Locate the line with "the muddy path." in the material. Copy that line and each one after it, through the last, exactly and with nothing else.

Input data:
+++
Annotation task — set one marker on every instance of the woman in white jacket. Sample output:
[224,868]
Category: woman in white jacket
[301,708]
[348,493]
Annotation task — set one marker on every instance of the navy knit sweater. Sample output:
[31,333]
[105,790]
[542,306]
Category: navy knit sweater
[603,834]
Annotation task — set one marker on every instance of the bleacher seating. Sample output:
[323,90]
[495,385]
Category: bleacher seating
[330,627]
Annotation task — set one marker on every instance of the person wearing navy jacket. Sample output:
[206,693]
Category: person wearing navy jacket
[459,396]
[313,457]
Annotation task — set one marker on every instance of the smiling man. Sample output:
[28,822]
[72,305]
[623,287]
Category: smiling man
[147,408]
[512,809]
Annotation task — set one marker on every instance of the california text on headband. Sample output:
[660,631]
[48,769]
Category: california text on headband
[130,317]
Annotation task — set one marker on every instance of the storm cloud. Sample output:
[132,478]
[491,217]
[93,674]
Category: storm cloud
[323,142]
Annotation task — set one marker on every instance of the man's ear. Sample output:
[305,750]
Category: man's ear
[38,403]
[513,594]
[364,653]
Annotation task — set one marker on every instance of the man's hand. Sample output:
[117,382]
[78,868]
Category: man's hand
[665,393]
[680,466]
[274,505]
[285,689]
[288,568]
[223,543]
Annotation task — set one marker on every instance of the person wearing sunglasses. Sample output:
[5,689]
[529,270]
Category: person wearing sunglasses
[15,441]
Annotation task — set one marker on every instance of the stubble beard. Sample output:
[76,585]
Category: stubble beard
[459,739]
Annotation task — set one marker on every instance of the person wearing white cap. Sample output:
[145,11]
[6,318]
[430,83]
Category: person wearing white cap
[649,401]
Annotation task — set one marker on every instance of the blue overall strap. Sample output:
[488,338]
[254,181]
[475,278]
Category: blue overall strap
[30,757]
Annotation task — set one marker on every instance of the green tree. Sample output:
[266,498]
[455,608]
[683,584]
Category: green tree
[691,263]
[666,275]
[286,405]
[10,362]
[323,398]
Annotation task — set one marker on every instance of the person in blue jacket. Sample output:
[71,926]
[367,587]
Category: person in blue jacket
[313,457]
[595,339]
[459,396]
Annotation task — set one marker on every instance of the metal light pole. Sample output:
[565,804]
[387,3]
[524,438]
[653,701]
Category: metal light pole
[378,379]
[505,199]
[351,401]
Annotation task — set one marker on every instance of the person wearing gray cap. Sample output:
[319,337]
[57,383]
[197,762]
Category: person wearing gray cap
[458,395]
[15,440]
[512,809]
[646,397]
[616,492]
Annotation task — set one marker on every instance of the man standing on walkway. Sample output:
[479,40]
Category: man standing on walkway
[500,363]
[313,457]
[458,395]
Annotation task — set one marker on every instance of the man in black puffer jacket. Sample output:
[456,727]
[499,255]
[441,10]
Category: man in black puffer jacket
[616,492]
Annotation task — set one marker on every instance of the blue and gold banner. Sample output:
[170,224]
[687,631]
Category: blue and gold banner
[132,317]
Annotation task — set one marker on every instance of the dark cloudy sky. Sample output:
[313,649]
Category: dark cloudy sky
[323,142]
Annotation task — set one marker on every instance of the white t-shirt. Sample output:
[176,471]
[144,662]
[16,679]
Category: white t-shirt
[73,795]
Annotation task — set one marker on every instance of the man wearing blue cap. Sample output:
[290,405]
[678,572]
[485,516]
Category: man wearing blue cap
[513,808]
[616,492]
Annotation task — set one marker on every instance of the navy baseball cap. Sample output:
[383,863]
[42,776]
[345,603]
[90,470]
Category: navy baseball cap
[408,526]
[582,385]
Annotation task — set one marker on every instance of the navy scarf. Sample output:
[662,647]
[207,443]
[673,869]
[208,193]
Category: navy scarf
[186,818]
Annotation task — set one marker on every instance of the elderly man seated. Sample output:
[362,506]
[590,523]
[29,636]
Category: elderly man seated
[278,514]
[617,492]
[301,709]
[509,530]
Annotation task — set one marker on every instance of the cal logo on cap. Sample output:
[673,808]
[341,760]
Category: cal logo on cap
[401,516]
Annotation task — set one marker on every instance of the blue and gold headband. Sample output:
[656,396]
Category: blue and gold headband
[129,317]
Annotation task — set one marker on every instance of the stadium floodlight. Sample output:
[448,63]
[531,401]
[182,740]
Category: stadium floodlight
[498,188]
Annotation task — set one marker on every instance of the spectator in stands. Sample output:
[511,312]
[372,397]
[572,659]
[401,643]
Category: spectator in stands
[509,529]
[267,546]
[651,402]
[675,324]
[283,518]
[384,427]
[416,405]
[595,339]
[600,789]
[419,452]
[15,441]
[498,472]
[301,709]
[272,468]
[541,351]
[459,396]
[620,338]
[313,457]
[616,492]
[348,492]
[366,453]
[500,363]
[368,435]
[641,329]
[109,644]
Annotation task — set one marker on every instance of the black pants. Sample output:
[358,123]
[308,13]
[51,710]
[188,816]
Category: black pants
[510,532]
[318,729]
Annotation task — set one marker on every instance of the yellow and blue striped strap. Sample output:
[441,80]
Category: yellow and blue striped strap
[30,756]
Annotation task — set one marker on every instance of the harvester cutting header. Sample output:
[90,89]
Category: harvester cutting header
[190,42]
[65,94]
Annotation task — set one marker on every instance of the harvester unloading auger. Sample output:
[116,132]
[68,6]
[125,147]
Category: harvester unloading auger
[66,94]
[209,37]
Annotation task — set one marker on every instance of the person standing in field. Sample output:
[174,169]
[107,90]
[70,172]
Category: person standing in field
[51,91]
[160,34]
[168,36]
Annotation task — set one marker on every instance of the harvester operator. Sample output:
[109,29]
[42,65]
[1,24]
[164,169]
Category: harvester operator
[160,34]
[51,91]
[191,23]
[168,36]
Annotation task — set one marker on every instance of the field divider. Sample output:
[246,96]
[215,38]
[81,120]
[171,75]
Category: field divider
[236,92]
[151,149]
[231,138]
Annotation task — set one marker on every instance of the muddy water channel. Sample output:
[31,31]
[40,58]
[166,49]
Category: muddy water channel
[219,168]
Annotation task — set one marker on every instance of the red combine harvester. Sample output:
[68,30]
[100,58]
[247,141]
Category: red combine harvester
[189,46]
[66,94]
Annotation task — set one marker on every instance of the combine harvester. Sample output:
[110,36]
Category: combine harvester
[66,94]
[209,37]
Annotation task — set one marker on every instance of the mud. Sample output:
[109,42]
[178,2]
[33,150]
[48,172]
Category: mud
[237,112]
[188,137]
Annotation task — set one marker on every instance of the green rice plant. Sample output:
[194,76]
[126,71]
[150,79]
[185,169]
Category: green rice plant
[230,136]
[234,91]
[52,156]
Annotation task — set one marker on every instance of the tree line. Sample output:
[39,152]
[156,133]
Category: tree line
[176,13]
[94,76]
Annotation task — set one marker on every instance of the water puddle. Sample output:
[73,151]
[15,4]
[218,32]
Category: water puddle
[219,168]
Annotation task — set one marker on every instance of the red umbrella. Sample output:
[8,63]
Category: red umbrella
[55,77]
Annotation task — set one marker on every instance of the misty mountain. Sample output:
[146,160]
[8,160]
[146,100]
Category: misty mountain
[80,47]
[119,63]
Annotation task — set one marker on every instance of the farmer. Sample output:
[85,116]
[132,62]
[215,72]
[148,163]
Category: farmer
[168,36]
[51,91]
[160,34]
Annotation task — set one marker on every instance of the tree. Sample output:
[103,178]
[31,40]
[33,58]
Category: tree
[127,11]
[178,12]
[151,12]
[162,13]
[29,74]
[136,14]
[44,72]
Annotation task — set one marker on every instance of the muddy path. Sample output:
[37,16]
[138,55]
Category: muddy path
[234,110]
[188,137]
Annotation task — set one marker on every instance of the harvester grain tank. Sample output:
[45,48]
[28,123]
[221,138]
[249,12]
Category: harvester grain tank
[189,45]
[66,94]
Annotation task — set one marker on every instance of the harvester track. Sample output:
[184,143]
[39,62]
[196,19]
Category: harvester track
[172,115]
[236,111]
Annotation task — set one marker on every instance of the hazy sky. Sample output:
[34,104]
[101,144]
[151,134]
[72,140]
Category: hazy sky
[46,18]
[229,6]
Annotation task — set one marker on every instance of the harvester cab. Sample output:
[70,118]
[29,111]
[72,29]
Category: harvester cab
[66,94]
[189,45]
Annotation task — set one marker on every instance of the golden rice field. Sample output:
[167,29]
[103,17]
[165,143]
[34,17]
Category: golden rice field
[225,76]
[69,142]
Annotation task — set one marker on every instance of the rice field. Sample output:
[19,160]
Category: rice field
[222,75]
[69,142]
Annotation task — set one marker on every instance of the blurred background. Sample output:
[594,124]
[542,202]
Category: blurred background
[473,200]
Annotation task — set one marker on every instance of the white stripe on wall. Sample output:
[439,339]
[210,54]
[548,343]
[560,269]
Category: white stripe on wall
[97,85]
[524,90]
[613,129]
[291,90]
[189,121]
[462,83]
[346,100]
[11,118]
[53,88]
+++
Written solution:
Annotation task — set one marker on every instance of the muddy path. Sample output:
[37,16]
[138,55]
Category: muddy path
[234,110]
[188,137]
Annotation task — set one marker on every instance of the harvester grain tank. Sample output:
[45,48]
[28,123]
[221,138]
[249,12]
Category: harvester grain tank
[189,45]
[66,94]
Annotation task — set one marker on every instance of the harvester track. Sample output:
[184,143]
[39,62]
[196,19]
Category: harvester track
[172,115]
[236,111]
Annotation task — set one marker on every instance of the hazy sky. Sample output:
[34,104]
[101,144]
[151,134]
[72,140]
Category: hazy sky
[46,18]
[229,6]
Annotation task — set one marker on every instance of the harvester cab. Sample output:
[70,118]
[29,111]
[72,29]
Category: harvester cab
[66,94]
[189,45]
Annotation task — set one marker on every instance of the golden rice field. Sample output:
[167,29]
[103,17]
[165,143]
[34,17]
Category: golden rice field
[225,76]
[69,142]
Annotation task — set one marker on every instance of the rice field. Sample output:
[19,160]
Category: rice field
[222,75]
[69,142]
Annotation task — set one marker on every instance of the blurred background. Sample output:
[594,124]
[542,202]
Category: blurred background
[473,200]
Annotation task — set one marker on every instance of the white stripe on wall. Sample output:
[439,339]
[210,54]
[548,343]
[560,269]
Category: white stripe on wall
[97,85]
[524,90]
[613,129]
[291,90]
[189,121]
[462,83]
[346,100]
[11,118]
[53,88]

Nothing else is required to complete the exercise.